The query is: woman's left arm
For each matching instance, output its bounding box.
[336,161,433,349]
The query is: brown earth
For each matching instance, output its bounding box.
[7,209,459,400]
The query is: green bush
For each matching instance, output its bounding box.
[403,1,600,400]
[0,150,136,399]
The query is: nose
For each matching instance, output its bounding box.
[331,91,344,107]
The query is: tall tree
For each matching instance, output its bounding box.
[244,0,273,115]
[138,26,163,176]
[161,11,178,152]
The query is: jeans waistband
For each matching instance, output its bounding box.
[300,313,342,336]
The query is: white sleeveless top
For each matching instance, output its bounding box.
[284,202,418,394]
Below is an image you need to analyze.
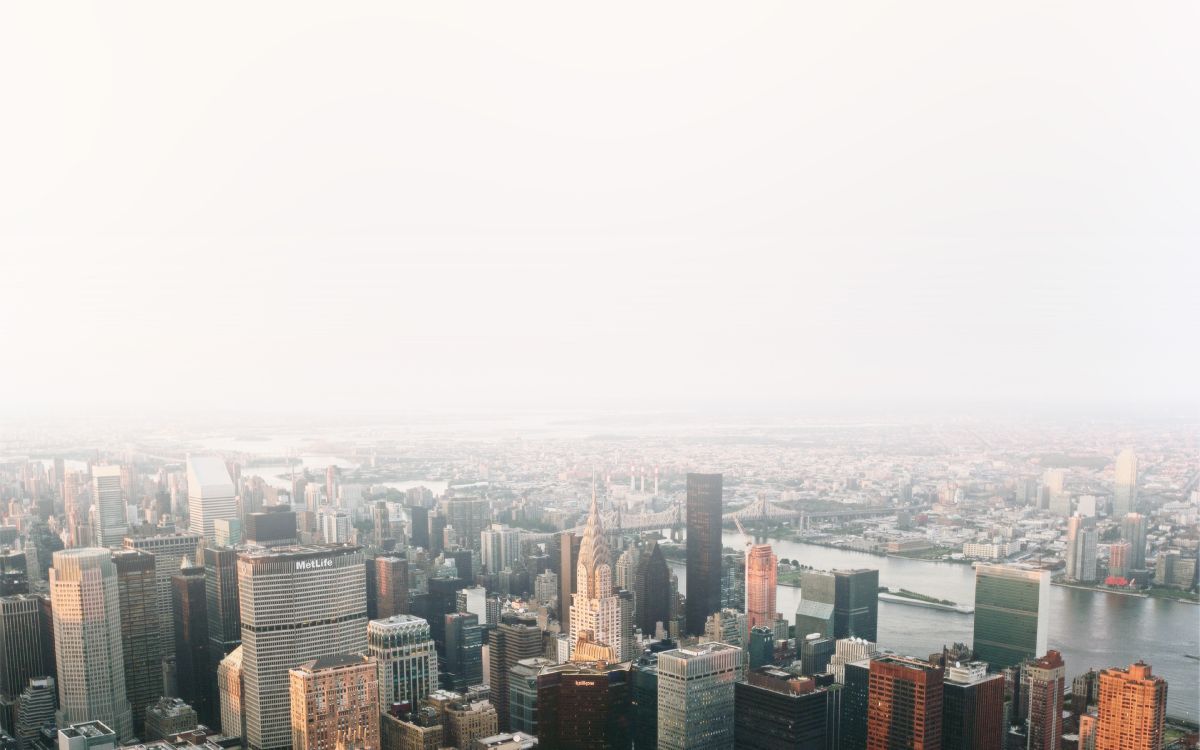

_TASK DESCRIPTION_
Find every line in the items above that contains the word "query", and copy each of those lines.

_WRITTEN REPLY_
The query is: woman's left arm
The query is: brown earth
The query is: green bush
The query is: nose
The query is: tall tree
The query is: jeans waistband
The query is: white sleeveless top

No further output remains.